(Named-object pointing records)

-- start --

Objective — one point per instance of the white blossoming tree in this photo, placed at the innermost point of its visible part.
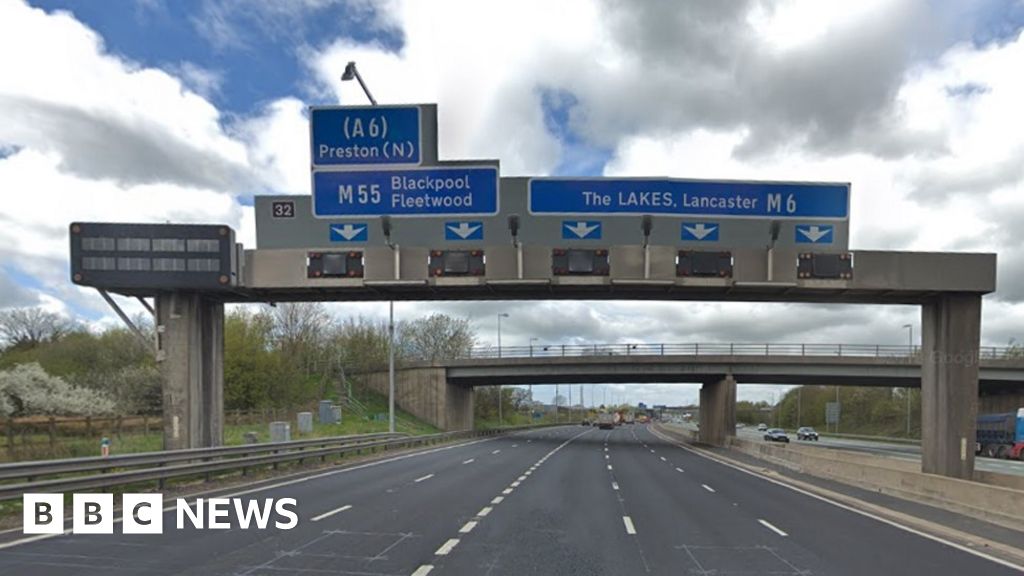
(28, 389)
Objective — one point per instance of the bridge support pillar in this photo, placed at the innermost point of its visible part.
(950, 336)
(190, 351)
(718, 411)
(427, 395)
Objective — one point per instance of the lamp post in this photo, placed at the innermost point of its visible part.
(909, 341)
(349, 74)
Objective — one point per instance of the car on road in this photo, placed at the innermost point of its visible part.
(776, 435)
(807, 433)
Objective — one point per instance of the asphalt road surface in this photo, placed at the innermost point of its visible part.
(563, 501)
(908, 452)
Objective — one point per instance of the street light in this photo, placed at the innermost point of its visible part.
(350, 73)
(909, 339)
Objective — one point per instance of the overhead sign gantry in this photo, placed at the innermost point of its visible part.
(387, 219)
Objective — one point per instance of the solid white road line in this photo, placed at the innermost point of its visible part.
(768, 525)
(331, 512)
(446, 546)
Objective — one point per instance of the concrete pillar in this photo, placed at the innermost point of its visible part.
(426, 394)
(718, 411)
(190, 330)
(950, 336)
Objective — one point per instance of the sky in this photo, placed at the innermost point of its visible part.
(182, 111)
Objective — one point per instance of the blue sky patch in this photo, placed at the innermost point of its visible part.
(239, 54)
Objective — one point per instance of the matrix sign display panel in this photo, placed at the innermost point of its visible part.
(153, 256)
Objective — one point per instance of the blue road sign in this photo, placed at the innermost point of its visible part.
(348, 232)
(415, 192)
(365, 135)
(688, 198)
(699, 232)
(582, 230)
(464, 231)
(814, 234)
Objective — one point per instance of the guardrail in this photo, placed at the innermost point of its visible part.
(35, 468)
(203, 461)
(720, 348)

-- end --

▸ **Required work**
Copy every record above exactly, leaving out any pictures.

▸ **Exercise response**
Objective — one point per instance of the white blossoming tree in this photo, placed at the innermost point of its visible part.
(28, 389)
Objective — one point per instance of the bridge support pillar in this photo, placed at the innermost point of its visible part.
(950, 336)
(190, 351)
(718, 411)
(427, 395)
Objective — one point per instance of the lamp post in this photo, placed at the innermost point of its visible part.
(909, 341)
(349, 74)
Objective — one point per instance of the car on road in this photo, placed at the innermost point of its visible part.
(776, 435)
(807, 433)
Objective — one point per instance of the asphalt road surface in this photo, placed at the innermost point of its visible part.
(563, 501)
(908, 452)
Objective — one point per instance of the street light in this photo, placed at the innermost point of its visible part.
(350, 73)
(909, 339)
Objective — one point per instance of the overhead sign gantry in this photo, placed at the innermost point of its visible part.
(387, 219)
Objective — one point per instance of the solid white road line in this photo, placed at the innermost point of its visible part.
(768, 525)
(331, 512)
(446, 546)
Objective — one point per instance of the concrete pillar in this photo, placed at the innermost point of its visible part.
(426, 394)
(718, 411)
(190, 330)
(950, 336)
Objective — one point per instance of the sky in this photo, placed at the innermost point of its visible part.
(182, 111)
Objective — one point per instance of the blue sky patch in this photo, placed at the innermost point of its visible part.
(239, 54)
Objective — one point per instance of the matrix sign display panel in this photo, placed at the innermost point of its visible part.
(153, 256)
Objective — one point per instance of the blue road sign in this photo, placed at the innermost point of its visible part.
(348, 232)
(415, 192)
(365, 135)
(688, 198)
(699, 232)
(582, 230)
(464, 231)
(814, 234)
Objective — one point per instance of the guardrail in this photo, placed at the innermost point of its visible part.
(35, 468)
(203, 461)
(720, 348)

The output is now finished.